INSTRUCTIONS TO FOLLOW
Your answer must be the exact lines below, starting with the line with "of the weathered" and going on through the line with "puppy's muzzle, one", both included, with no pictures.

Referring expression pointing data
+-------+

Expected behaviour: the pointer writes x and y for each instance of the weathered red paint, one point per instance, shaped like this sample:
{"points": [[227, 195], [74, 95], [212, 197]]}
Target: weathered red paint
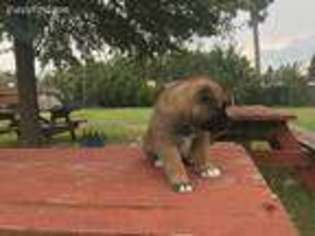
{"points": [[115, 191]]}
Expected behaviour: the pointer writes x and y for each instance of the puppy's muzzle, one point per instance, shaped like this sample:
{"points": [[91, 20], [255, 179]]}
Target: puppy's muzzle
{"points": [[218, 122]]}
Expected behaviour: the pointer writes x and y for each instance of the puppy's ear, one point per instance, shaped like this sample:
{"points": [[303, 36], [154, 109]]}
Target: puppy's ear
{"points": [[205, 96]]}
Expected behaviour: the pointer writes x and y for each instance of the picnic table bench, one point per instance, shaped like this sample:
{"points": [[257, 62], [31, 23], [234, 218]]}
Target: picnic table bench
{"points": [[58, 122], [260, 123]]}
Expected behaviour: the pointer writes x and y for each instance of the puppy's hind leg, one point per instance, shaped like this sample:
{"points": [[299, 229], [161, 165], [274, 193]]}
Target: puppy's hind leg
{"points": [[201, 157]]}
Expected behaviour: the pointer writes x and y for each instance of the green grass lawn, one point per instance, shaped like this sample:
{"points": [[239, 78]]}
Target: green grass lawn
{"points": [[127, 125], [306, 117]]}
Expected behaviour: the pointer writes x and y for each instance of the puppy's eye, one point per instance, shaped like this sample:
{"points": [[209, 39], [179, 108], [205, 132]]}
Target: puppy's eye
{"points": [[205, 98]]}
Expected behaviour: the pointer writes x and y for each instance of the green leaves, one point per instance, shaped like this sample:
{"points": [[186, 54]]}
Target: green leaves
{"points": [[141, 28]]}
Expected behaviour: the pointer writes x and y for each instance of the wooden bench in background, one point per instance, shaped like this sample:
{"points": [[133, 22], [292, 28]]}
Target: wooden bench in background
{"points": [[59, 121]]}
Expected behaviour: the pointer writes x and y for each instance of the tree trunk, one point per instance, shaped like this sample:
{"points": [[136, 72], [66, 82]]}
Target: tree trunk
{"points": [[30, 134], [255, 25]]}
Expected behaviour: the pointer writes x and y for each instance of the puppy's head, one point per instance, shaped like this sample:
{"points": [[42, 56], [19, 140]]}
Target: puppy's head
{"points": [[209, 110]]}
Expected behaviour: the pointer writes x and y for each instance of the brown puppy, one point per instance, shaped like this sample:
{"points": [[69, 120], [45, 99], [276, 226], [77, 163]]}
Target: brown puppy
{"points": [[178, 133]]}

+-------+

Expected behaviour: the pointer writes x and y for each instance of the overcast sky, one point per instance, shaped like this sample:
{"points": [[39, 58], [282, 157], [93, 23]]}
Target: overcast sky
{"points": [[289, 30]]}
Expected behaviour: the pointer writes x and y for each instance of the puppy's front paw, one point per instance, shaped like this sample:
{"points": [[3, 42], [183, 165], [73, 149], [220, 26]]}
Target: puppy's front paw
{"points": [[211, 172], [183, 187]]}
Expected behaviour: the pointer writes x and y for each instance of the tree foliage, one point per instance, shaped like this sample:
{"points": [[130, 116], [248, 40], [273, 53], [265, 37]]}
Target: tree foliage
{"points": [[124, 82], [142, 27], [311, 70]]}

+-------+

REPLY TO THE EXERCISE
Expected behaviour: the pointer writes x and y for each instance of the weathered red paint, one point per instance, shaped like this sample:
{"points": [[227, 195], [74, 95], [212, 197]]}
Target: weathered red paint
{"points": [[115, 191]]}
Expected behaviour: the pointer writes x and y for each instance of the puppy's muzzle, one point per instance, shaped like this sample:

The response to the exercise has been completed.